Klaudia: Wiara was uzdrowi
Kochani! To moje pierwsze świadectwo, ale skończyłam odmawiać trzecią już nowennę pompejańską. Pierwsze dwie nie sprawiały mi trudności, udawało mi się wygospodarować czas i siłę na modlitwę. Jednak to, co przeżyłam podczas swojej trzeciej pompejanki, można porównać do drogi przez mękę. Bardzo podupadłam na duchu, w pracy przestało się nagle układać, zaczęłam mieć problemy ze zdrowiem, czułam się tak samotna jak nigdy wcześniej. Przyszło mi nawet do głowy (wiadomo skąd), że jeśli przestanę się modlić, będzie lepiej, wróci moje całkiem szczęśliwe życie. Jednak nie mogłam przestać, musiałam kontynuować.

## [Wyodrębnione dane]

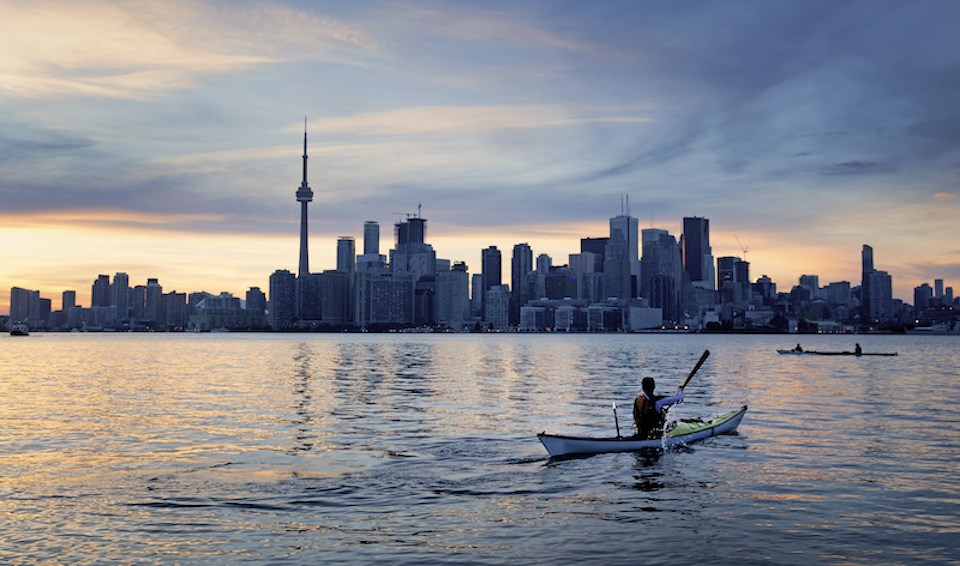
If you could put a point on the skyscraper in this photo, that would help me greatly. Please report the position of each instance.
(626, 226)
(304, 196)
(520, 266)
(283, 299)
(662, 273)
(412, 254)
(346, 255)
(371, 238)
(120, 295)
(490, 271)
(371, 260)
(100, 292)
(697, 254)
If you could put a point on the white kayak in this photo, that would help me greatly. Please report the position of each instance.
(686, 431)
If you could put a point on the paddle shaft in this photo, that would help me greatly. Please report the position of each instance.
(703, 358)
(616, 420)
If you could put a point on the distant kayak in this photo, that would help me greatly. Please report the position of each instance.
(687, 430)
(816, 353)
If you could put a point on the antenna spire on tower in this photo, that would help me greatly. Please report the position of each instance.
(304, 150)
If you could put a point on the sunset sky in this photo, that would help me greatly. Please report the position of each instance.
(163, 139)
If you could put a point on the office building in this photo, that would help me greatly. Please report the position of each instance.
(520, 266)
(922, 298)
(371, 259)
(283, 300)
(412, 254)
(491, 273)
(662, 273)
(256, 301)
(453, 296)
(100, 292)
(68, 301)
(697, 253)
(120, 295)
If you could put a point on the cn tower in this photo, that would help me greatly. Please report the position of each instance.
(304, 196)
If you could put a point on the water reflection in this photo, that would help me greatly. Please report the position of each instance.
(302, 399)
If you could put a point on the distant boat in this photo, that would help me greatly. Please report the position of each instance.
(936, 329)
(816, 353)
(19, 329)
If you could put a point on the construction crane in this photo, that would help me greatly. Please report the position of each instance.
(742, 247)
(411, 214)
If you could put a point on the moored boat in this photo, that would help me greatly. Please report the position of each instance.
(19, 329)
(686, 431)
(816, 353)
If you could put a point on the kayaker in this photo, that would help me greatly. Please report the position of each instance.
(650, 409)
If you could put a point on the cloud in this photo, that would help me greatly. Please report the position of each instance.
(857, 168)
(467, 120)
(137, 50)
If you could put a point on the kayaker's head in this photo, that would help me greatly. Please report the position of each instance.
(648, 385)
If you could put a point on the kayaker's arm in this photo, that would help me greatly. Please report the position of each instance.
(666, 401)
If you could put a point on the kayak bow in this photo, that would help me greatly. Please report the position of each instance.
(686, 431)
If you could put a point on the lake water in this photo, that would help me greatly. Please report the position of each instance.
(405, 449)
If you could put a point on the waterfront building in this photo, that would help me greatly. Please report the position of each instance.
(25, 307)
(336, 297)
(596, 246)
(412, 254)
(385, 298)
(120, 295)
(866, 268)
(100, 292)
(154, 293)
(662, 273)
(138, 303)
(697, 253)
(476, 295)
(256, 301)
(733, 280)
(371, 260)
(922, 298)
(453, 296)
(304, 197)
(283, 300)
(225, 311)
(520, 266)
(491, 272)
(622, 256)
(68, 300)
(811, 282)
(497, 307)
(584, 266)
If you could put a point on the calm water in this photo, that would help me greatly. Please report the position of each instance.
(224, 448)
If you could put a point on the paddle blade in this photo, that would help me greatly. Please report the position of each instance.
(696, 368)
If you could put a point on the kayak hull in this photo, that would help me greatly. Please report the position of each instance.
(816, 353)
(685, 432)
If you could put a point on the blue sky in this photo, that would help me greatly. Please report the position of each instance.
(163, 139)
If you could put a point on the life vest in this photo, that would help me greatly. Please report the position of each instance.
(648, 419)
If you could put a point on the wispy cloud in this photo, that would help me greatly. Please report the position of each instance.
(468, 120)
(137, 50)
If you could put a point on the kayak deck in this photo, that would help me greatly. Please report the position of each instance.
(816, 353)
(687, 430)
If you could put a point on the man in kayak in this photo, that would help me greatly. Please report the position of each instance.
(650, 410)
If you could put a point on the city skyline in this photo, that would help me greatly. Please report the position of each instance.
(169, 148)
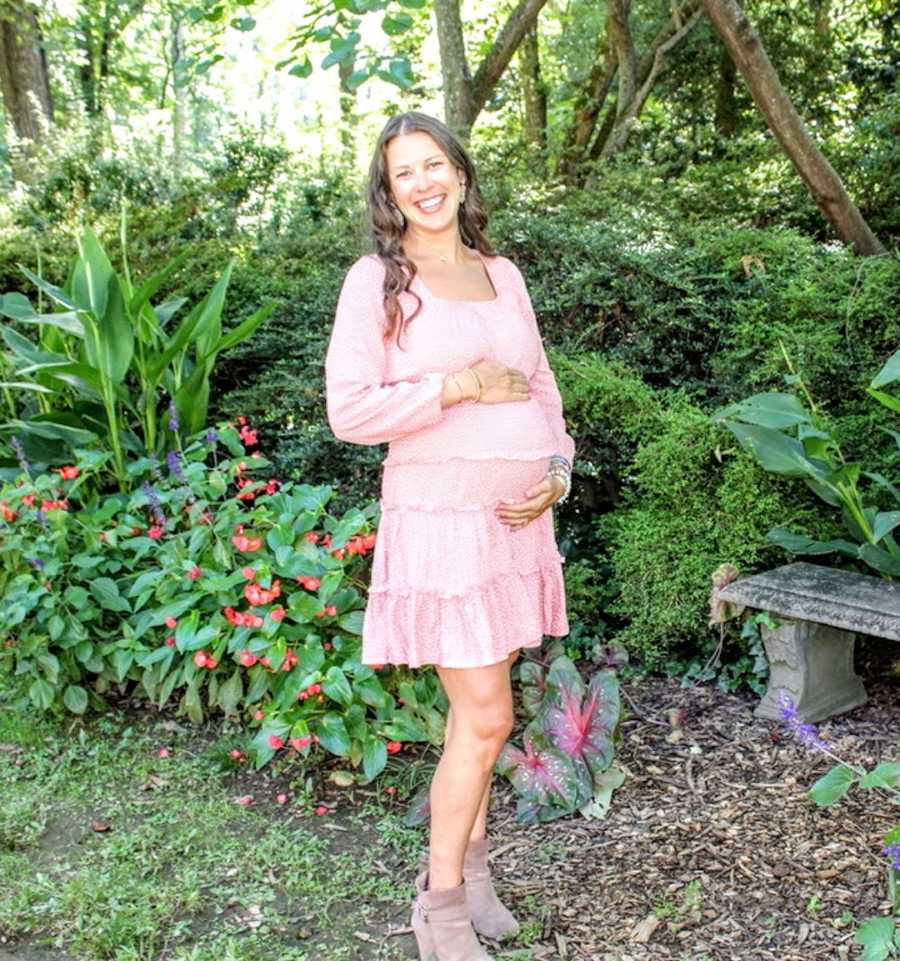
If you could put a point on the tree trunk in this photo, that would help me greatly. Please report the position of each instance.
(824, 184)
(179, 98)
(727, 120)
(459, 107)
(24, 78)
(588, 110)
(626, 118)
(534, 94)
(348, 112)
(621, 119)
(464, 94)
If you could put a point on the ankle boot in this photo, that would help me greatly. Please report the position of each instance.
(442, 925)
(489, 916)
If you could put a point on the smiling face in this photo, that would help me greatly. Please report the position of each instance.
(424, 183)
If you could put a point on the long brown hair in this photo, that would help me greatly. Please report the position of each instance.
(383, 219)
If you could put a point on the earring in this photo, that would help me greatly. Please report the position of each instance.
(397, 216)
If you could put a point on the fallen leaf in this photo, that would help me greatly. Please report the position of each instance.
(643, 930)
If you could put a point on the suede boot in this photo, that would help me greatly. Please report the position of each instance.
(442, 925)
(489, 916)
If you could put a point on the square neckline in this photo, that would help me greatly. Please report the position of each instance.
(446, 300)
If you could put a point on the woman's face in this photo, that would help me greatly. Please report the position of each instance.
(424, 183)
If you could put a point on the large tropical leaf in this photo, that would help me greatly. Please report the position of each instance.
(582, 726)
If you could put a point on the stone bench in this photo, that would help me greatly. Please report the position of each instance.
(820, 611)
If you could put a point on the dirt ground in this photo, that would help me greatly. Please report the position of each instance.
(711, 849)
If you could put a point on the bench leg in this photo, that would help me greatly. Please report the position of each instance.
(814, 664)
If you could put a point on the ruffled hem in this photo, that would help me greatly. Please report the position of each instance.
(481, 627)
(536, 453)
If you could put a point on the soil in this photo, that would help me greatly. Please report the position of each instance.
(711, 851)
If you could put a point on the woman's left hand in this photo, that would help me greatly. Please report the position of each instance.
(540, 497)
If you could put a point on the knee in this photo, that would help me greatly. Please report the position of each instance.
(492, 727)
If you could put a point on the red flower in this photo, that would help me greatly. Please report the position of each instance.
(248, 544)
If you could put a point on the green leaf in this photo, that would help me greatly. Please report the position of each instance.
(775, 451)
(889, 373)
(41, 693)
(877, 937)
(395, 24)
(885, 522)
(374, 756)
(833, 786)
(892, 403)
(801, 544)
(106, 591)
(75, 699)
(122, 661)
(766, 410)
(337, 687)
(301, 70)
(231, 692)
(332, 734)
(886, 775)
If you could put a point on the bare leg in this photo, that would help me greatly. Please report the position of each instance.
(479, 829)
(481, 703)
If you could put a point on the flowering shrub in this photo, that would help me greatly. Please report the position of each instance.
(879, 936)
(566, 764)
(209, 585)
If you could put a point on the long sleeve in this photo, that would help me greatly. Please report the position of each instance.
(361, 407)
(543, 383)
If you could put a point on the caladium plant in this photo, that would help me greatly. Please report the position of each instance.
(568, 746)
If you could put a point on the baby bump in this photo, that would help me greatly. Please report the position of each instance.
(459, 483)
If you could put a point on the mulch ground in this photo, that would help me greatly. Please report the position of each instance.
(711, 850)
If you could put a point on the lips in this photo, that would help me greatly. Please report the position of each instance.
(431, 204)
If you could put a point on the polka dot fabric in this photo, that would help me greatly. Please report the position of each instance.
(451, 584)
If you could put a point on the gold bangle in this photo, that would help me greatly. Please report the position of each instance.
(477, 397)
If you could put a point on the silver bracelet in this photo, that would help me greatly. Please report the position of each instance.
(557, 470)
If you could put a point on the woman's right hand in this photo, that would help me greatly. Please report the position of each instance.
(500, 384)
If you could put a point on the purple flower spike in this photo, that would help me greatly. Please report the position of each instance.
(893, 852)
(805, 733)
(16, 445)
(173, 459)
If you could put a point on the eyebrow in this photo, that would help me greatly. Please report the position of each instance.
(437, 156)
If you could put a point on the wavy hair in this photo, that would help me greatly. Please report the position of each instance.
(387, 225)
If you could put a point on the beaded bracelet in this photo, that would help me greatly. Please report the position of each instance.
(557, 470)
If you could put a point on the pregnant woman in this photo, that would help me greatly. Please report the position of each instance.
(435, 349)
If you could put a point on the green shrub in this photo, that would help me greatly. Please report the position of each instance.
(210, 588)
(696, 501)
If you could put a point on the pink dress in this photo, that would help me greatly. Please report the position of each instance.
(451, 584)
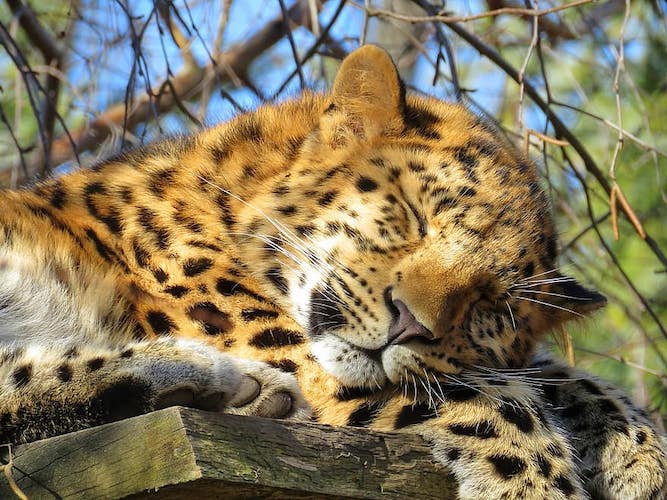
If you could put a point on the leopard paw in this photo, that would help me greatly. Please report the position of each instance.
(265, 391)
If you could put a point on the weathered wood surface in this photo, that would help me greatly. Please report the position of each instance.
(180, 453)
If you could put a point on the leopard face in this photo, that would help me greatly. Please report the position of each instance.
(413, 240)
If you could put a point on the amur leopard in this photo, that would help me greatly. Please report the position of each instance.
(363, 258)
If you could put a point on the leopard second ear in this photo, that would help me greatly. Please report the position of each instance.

## [Cel]
Przepisz fragment świadectwa o nowennie pompejańskiej. Zacznij od słów „Klaudia: Wiara was”, skończ na „przestać, musiałam kontynuować.” i zamień w nim „pracy” na „domu”.

## [Pełna odpowiedź]
Klaudia: Wiara was uzdrowi
Kochani! To moje pierwsze świadectwo, ale skończyłam odmawiać trzecią już nowennę pompejańską. Pierwsze dwie nie sprawiały mi trudności, udawało mi się wygospodarować czas i siłę na modlitwę. Jednak to, co przeżyłam podczas swojej trzeciej pompejanki, można porównać do drogi przez mękę. Bardzo podupadłam na duchu, w domu przestało się nagle układać, zaczęłam mieć problemy ze zdrowiem, czułam się tak samotna jak nigdy wcześniej. Przyszło mi nawet do głowy (wiadomo skąd), że jeśli przestanę się modlić, będzie lepiej, wróci moje całkiem szczęśliwe życie. Jednak nie mogłam przestać, musiałam kontynuować.